* **Work required**
Reproduce every entry exactly and leave its pictures out.

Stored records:
------------------------------------------------------------------------

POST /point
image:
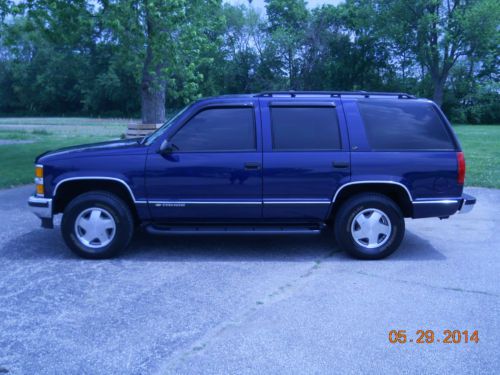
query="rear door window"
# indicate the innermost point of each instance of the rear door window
(305, 128)
(404, 125)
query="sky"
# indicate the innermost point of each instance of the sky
(260, 3)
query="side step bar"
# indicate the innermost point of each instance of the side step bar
(240, 229)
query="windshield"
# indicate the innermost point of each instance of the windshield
(152, 137)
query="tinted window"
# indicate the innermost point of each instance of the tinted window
(218, 129)
(404, 125)
(305, 128)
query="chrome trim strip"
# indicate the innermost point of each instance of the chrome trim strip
(372, 182)
(41, 207)
(181, 202)
(94, 178)
(297, 202)
(466, 208)
(437, 201)
(173, 203)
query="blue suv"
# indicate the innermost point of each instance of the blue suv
(274, 162)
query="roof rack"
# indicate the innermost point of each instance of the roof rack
(335, 94)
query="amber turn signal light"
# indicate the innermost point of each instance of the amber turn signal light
(39, 171)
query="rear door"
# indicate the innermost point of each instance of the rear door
(306, 157)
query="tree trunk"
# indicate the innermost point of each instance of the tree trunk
(152, 100)
(153, 85)
(438, 83)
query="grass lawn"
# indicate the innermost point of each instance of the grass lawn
(481, 144)
(16, 160)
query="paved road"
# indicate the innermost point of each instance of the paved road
(249, 305)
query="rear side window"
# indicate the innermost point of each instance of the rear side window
(305, 128)
(404, 125)
(218, 129)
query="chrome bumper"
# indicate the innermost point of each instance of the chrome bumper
(468, 202)
(41, 207)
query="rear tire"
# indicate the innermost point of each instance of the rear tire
(97, 225)
(369, 226)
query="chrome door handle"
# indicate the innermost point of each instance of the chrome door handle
(340, 164)
(252, 166)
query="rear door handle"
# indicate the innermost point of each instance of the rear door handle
(252, 166)
(340, 164)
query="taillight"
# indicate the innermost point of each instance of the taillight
(461, 168)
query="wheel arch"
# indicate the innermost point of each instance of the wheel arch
(396, 191)
(69, 188)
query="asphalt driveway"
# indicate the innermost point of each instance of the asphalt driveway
(236, 305)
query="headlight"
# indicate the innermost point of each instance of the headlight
(39, 180)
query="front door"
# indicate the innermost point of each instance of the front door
(214, 171)
(306, 157)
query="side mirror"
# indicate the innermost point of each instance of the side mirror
(165, 148)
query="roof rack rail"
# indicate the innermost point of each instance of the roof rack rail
(335, 94)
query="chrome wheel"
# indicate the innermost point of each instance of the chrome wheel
(371, 228)
(95, 227)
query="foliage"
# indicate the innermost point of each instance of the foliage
(106, 57)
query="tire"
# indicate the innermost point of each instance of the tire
(101, 215)
(369, 226)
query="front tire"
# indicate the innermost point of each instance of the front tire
(97, 225)
(369, 226)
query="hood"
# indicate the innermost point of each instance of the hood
(101, 148)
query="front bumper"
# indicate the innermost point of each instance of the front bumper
(467, 204)
(42, 207)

------------------------------------------------------------------------

* **Output**
POST /point
image:
query="rear door window"
# indicate the innermost point of each instance of the rear door window
(305, 128)
(404, 125)
query="sky"
# indicate the innermost point of each instance of the sky
(260, 3)
query="side step bar"
# indicate the innermost point of each instance of the side step bar
(240, 229)
query="windshield"
# indicate the innermost point of each instance of the windshield
(152, 137)
query="tinted window"
# indicate the innermost point of each instance of the tinted window
(218, 129)
(404, 125)
(305, 128)
query="chrome trim strip"
# indicate the innermost point of each instance of the chrome trim strip
(372, 182)
(41, 207)
(181, 202)
(94, 178)
(297, 202)
(466, 208)
(437, 201)
(173, 203)
query="blue suv"
# indicate the innermost point of each instance of the blue suv
(274, 162)
query="roof rack"
# indicate the innermost point of each instance of the roof rack
(335, 94)
query="amber turn signal light"
# indicate the innermost point of each instance of the amber turn signal light
(39, 171)
query="rear door"
# indicate the innermost point of each instance of the rear door
(306, 157)
query="tree trunk"
# indicate the innermost point of each instance of the tree trunk
(152, 100)
(153, 85)
(438, 83)
query="grass lawn"
# indicate the innermost point of each instance of the grass lawn
(481, 144)
(16, 160)
query="paved road"
# indicate the innermost point of each instance of the paved road
(249, 305)
query="rear side window"
# indicate the innermost point of each instance of the rear side window
(305, 128)
(404, 125)
(218, 129)
query="chrome bumper"
# indicate the innermost point of each instance of the chrome bumper
(468, 202)
(41, 207)
query="rear tire"
# indicate the innermost point of each instance of the rear tire
(97, 225)
(369, 226)
query="chrome door handle"
# indicate the innermost point of each instance of the chrome door handle
(340, 164)
(252, 166)
query="rear door handle"
# indicate the innermost point of each instance of the rear door handle
(252, 166)
(340, 164)
query="taillight"
# indicate the innermost point of each instance of the taillight
(461, 168)
query="wheel arch"
# indicate the innermost point of each instance of the wheel arch
(396, 191)
(69, 188)
query="asphalt driveway"
# indicate the innermost point of each instance of the asphalt driveway
(236, 305)
query="headlight"
# indicate the innermost point of each instance of the headlight
(39, 180)
query="front door"
# indicate the innermost point of each instance of the front door
(214, 171)
(306, 157)
query="side mirror"
# indicate the innermost point of each instance of the side mirror
(165, 148)
query="roof rack rail"
# indicate the innermost point of each instance of the roof rack rail
(335, 94)
query="chrome wheel"
# indicate the innermost point of each instance of the chrome wheel
(371, 228)
(95, 227)
query="foliage"
# indicate the innermost point of each instance of the foliage
(106, 57)
query="tire"
# indicate the innermost point of each instance of the tire
(101, 215)
(369, 226)
query="front tire"
# indicate the innermost point of each instance of the front tire
(97, 225)
(369, 226)
query="hood"
# indicate the innermost point of each instance of the hood
(101, 148)
query="front bumper"
# indicate the innermost point of each instance of the front bumper
(467, 204)
(42, 207)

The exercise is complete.